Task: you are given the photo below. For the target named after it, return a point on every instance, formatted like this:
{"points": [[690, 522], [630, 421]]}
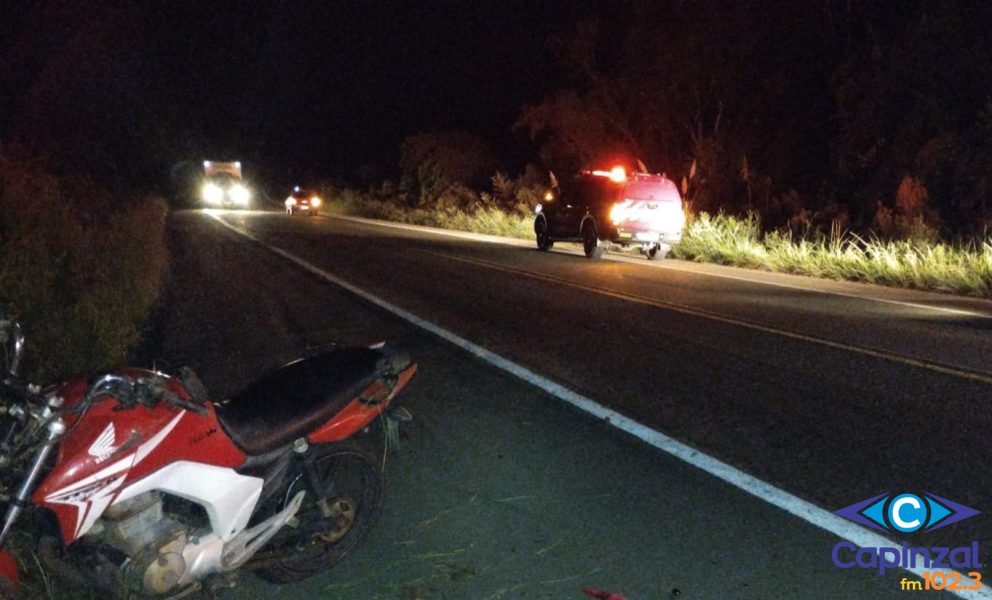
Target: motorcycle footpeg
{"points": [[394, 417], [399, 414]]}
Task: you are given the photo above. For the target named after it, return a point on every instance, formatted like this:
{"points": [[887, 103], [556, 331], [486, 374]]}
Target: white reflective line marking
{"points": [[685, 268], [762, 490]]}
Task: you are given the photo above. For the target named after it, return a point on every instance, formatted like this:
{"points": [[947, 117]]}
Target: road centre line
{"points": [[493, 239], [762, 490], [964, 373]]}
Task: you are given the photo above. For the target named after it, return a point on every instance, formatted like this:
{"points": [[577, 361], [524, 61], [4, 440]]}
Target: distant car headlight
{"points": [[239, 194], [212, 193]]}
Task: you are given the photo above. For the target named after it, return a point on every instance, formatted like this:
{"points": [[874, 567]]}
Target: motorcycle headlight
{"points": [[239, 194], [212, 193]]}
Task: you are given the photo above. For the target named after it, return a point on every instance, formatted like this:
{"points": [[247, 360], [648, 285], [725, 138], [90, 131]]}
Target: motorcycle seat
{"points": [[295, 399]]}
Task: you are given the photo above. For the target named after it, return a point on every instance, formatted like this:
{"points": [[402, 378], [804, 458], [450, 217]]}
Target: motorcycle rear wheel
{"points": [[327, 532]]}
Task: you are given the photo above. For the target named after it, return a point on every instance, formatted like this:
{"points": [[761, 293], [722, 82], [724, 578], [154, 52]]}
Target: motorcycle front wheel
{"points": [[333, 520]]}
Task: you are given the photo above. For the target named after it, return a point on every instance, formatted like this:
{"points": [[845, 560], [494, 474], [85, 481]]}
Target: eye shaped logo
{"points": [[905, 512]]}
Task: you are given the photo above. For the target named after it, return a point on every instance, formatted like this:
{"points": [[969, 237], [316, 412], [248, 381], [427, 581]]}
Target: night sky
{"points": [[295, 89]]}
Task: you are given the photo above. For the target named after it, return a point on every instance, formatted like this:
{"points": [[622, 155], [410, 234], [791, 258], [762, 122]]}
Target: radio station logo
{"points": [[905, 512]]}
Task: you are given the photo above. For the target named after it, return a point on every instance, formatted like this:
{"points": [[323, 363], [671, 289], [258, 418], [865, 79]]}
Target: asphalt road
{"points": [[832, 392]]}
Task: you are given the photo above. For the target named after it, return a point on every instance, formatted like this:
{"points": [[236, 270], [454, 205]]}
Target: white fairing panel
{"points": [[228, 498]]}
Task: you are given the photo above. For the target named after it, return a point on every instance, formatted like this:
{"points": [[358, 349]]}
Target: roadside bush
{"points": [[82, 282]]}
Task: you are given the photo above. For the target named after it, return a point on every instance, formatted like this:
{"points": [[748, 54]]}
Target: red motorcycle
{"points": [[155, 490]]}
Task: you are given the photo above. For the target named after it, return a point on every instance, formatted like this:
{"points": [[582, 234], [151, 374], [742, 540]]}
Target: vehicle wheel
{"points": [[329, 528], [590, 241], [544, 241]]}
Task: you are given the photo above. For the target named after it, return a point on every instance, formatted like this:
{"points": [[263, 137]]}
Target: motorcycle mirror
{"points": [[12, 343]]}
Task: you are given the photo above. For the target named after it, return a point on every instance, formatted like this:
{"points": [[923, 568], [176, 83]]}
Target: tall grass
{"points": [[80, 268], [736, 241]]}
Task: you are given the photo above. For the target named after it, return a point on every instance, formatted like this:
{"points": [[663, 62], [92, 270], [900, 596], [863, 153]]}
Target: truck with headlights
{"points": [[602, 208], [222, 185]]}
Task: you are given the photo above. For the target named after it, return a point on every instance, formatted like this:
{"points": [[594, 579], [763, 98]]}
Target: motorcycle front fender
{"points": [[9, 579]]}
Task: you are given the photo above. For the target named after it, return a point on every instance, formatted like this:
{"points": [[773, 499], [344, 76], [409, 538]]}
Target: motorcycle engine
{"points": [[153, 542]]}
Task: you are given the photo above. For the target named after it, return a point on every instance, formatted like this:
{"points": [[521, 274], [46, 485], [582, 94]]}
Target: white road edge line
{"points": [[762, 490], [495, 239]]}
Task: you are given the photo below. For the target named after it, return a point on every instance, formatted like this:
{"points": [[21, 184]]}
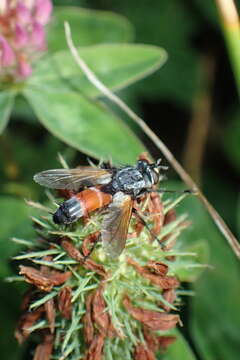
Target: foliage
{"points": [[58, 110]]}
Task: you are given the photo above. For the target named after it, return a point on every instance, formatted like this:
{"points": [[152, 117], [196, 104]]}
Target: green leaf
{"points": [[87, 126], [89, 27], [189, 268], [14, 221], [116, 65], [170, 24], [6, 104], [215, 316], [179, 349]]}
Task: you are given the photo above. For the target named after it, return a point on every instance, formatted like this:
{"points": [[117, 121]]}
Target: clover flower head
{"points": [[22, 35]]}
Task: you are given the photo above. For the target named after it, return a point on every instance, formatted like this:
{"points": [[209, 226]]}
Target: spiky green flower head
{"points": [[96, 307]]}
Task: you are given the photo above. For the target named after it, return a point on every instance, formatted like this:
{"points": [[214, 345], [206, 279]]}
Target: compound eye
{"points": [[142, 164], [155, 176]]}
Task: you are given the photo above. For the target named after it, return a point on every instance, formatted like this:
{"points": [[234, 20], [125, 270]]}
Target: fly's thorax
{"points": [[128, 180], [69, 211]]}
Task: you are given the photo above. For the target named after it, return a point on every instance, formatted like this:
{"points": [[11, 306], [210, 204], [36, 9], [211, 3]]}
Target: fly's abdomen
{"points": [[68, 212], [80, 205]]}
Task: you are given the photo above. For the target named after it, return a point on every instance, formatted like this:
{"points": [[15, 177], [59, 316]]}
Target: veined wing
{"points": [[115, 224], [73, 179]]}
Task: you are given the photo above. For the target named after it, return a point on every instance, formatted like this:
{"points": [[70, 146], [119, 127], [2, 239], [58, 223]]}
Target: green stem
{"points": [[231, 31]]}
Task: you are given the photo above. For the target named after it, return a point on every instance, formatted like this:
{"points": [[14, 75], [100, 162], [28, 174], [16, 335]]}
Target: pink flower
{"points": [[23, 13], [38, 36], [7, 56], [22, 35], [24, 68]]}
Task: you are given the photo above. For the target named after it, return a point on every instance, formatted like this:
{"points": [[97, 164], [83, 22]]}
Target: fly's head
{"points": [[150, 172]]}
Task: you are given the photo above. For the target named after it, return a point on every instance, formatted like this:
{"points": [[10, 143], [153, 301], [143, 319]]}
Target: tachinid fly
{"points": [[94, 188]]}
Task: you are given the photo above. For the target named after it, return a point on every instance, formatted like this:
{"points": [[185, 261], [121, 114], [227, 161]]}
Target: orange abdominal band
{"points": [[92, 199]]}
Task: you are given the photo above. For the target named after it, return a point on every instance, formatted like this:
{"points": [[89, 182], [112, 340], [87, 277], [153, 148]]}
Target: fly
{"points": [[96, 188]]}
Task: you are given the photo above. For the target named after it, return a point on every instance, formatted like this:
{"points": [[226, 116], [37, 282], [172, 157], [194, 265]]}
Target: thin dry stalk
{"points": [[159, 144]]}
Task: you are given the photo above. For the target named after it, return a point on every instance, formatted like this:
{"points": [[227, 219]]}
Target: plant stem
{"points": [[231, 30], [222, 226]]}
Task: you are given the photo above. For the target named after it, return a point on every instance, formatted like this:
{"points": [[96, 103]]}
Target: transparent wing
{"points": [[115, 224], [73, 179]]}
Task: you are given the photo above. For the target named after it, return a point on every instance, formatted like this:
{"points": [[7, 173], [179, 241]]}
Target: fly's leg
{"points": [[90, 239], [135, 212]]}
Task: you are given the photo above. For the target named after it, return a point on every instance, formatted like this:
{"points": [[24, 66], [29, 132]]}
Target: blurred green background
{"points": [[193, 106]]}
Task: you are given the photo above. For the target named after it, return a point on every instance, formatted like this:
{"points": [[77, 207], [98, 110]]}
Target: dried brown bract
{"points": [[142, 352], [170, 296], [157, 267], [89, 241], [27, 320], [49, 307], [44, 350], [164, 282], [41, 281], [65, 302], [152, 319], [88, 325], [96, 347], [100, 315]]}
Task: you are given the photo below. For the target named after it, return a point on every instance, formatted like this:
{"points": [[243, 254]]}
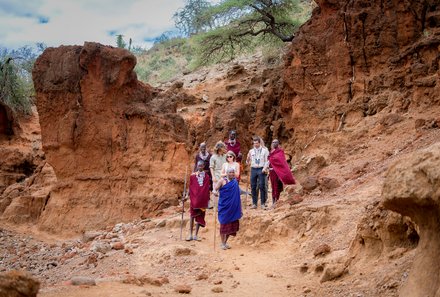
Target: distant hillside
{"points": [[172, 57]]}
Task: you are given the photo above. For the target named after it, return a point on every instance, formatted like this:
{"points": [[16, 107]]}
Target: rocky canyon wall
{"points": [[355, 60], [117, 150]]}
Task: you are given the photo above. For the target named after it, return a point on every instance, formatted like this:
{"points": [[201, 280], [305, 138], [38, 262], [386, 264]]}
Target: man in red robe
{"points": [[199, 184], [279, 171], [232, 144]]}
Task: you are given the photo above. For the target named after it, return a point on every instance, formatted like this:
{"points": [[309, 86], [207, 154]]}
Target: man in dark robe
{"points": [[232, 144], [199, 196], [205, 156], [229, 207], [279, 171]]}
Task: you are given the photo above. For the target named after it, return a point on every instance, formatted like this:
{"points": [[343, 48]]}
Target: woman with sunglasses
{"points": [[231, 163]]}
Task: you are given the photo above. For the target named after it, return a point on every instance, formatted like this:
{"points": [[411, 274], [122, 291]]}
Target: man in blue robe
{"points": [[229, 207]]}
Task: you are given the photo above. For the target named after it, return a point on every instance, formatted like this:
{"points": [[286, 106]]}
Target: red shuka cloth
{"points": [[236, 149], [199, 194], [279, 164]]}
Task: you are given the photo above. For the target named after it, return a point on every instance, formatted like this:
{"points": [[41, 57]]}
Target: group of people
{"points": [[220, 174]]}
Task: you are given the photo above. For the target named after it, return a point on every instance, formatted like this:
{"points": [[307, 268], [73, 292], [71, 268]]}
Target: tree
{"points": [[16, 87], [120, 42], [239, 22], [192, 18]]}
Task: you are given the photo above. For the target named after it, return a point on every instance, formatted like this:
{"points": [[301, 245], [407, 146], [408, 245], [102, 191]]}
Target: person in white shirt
═══
Work instructions
Which lines of the records contain the word "wing"? Pull each of those lines out and copy it in full.

The response
Target: veined wing
Target: transparent wing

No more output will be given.